[TASK TO COMPLETE]: Begin at the line below that holds "If you could tag the side window" and end at the line that holds "Query: forest", transcribing each line exactly and skipping any picture.

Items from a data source
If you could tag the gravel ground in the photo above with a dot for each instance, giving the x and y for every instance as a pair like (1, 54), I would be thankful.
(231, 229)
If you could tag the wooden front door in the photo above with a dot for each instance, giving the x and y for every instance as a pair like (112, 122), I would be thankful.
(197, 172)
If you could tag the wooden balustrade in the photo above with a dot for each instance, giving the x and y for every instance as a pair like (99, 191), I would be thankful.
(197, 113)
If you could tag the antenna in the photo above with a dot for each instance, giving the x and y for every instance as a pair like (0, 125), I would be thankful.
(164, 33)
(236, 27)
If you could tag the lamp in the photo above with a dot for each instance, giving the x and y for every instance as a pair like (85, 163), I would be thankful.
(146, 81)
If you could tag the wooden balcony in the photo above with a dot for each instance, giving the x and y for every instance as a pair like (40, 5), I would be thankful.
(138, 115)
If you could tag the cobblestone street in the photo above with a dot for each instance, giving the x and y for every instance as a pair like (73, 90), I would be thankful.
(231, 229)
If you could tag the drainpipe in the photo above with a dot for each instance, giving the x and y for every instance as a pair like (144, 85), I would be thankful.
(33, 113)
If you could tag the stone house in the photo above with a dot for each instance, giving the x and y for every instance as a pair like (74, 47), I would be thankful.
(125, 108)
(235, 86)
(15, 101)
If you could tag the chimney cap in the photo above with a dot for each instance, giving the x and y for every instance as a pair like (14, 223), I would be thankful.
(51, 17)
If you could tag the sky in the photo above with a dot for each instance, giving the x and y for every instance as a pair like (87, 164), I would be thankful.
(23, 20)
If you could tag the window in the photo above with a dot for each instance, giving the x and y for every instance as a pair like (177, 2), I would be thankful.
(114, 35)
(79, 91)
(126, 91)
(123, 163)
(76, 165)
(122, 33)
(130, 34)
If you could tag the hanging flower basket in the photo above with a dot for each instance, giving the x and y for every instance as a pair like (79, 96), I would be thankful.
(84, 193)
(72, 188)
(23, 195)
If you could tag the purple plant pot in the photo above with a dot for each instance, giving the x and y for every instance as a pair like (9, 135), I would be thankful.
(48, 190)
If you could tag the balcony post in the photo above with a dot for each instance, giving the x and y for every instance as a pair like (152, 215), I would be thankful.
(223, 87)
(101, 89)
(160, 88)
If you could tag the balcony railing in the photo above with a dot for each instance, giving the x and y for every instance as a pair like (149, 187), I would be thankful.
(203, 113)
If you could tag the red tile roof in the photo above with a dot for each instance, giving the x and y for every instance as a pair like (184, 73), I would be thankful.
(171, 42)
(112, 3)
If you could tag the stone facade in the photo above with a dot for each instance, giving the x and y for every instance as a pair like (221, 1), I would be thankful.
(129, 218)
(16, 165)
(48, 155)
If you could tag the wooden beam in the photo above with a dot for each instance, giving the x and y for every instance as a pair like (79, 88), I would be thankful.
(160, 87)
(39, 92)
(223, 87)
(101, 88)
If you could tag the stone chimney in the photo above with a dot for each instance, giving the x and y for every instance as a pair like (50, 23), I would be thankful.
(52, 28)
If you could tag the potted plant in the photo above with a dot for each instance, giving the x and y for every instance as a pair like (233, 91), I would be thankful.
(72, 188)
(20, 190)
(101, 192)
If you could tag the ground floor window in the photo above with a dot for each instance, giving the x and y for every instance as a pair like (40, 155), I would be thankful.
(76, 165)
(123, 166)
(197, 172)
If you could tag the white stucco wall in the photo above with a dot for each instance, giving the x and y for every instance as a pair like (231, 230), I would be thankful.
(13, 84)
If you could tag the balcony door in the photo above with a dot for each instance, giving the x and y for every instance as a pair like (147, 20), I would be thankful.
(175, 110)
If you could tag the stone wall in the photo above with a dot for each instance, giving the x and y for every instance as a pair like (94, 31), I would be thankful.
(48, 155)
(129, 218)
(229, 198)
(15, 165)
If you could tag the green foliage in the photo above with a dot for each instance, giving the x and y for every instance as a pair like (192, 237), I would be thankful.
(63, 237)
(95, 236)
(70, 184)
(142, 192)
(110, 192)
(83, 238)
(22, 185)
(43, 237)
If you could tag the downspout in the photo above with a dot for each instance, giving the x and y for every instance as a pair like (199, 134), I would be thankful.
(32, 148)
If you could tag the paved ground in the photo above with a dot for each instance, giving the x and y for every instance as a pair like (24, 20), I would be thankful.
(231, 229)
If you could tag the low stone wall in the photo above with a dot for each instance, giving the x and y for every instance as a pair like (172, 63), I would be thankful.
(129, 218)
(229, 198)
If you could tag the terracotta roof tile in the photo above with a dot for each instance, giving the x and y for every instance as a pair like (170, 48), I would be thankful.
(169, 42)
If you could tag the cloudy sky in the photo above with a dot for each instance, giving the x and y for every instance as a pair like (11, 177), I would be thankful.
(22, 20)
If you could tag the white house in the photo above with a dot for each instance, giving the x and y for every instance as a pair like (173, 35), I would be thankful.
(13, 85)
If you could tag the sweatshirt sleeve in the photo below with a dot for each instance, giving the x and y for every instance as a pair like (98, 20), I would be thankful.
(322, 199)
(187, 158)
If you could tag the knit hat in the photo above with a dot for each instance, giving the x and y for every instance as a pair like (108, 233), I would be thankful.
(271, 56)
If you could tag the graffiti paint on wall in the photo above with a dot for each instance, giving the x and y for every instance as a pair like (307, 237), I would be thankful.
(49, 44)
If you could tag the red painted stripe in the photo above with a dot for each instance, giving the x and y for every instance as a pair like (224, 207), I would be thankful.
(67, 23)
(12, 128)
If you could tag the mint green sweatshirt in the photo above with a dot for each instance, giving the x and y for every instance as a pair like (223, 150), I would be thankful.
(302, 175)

==

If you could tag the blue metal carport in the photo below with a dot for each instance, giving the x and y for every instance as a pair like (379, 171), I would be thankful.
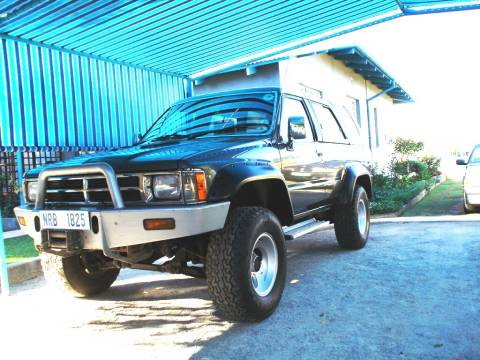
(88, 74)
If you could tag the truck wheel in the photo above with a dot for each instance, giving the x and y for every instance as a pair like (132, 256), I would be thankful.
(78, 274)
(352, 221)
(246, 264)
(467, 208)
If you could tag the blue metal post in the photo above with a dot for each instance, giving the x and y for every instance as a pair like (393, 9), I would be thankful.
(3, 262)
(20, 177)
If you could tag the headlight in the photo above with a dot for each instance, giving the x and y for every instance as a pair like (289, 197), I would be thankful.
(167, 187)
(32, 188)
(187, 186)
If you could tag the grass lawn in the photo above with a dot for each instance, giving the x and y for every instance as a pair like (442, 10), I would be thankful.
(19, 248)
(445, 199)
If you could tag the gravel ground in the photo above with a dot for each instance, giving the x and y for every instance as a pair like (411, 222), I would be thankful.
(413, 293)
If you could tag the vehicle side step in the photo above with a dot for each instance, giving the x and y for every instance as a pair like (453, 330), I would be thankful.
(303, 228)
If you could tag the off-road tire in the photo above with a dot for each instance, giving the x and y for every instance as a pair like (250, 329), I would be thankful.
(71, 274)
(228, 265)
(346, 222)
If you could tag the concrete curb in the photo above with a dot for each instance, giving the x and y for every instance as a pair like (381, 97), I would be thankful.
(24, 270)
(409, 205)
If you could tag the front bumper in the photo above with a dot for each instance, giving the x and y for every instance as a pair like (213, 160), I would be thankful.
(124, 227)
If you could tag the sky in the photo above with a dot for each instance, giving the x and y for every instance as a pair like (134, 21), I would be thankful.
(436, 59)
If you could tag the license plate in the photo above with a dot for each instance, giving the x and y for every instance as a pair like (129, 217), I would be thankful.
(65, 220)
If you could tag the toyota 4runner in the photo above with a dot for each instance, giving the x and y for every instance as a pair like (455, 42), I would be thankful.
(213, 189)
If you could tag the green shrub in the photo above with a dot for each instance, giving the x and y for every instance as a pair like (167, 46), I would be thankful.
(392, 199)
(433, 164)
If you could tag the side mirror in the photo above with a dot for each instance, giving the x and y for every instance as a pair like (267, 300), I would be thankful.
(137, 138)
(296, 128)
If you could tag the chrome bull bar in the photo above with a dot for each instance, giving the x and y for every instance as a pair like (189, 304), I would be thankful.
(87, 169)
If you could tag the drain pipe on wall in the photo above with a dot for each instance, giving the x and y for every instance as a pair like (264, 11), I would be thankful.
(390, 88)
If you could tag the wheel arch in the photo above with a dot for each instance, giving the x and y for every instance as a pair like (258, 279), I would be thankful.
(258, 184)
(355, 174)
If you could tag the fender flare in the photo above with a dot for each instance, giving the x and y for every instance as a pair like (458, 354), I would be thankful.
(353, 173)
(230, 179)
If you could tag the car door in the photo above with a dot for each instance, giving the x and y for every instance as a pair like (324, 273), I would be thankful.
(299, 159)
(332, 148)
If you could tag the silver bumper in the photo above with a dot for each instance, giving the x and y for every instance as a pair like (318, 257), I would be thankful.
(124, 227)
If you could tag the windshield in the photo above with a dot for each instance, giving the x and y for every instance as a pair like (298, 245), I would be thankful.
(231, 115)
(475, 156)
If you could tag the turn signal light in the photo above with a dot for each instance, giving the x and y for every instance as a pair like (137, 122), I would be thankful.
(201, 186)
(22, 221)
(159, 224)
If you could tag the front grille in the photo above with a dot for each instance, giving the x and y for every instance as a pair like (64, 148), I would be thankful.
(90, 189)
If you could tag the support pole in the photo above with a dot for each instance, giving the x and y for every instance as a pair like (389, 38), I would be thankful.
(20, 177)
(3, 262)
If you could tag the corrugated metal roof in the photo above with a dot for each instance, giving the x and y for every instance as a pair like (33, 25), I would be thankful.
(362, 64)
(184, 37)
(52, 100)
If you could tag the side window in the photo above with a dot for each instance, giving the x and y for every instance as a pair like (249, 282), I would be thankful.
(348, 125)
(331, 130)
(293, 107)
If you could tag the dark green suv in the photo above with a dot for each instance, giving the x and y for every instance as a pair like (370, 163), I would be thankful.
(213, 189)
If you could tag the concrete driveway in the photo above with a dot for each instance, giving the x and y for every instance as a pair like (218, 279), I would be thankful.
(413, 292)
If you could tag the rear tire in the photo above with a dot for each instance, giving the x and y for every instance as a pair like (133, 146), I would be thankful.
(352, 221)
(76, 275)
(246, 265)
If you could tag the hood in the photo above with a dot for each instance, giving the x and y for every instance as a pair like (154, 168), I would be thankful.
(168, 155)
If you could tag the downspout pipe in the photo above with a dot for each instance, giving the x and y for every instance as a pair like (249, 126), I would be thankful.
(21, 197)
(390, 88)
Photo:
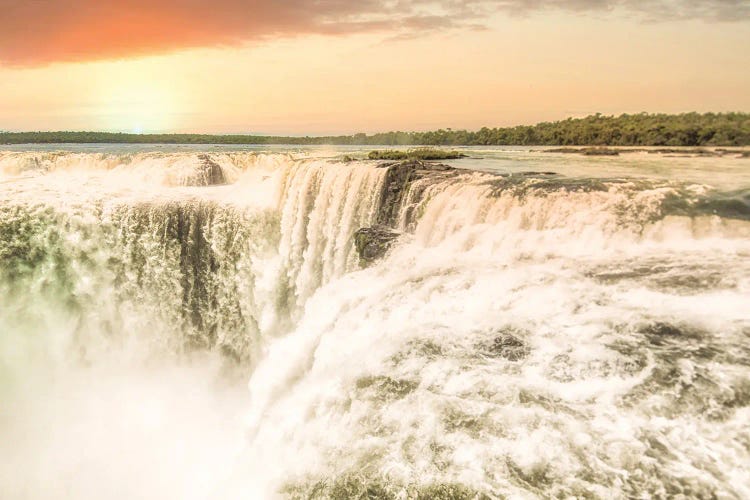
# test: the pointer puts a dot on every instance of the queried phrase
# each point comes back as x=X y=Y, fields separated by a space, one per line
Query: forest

* * *

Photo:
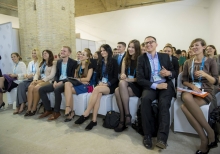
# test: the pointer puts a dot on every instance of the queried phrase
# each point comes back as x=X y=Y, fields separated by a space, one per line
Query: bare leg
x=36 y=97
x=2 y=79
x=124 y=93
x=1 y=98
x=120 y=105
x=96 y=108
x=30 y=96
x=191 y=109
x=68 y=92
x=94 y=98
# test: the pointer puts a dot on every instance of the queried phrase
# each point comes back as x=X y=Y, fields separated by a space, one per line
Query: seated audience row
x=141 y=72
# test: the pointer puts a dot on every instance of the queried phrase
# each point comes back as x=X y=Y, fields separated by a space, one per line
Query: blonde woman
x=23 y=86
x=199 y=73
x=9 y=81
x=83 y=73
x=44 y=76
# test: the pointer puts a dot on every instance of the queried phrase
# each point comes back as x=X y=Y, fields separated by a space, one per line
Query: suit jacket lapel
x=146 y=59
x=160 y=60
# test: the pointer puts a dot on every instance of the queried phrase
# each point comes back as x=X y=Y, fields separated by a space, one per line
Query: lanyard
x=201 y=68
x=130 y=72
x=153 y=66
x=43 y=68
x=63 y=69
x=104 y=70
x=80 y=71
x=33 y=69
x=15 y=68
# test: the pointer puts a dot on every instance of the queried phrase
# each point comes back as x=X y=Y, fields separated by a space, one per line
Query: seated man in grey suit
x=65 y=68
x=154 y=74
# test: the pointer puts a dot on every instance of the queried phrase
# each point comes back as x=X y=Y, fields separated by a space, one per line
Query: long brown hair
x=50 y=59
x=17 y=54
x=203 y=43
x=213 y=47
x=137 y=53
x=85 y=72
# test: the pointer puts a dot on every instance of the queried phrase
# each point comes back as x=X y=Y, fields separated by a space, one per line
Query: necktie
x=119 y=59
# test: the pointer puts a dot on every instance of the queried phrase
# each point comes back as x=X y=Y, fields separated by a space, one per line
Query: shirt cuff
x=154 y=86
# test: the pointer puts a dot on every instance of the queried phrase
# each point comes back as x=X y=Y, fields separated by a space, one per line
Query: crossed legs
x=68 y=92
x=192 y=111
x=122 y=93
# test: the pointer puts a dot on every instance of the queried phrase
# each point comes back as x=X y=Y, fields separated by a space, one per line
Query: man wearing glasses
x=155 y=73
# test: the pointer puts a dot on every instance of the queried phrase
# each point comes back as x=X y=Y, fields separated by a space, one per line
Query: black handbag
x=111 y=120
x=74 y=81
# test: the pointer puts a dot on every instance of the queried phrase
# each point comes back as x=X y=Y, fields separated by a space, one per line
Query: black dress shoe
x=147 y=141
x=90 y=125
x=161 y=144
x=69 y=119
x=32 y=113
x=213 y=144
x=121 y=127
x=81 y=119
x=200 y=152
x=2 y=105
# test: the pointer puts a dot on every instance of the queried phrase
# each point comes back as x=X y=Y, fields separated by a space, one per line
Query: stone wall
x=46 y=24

[EXPECTED ANSWER]:
If you could tag the side window in the photo above with a dot for each instance, giving the x and y for every instance as a pair like (249, 282), I would be thankful.
(348, 125)
(331, 130)
(293, 107)
If you could tag the dark green suv in the photo above with a dot for each instance, giving the x and y for every instance as a pair like (370, 163), I would be thankful.
(213, 189)
If you could tag the concrete driveway in the photo above with a dot for each instance, giving the x and y for every instance as a pair like (218, 279), I would be thankful.
(413, 292)
If you could tag the rear tire in the photo above with a dot for each instance, giving the x and y for every instance as a pair like (133, 146), I would be thankful.
(352, 221)
(76, 275)
(246, 265)
If you could tag the hood in the photo above with a dot for each instance, giving the x and y for every instance as a pair like (154, 168), I would be thankful.
(168, 155)
If you could tag the downspout pipe in the photo above with a dot for each instance, giving the x and y for every instance as a pair like (249, 126), I would be thankful.
(21, 197)
(390, 88)
Photo:
# test: the pointer puts a dot on every instance of the queried phrase
# each point comes back as x=X y=Y, fields separated by a space, one per line
Query: forest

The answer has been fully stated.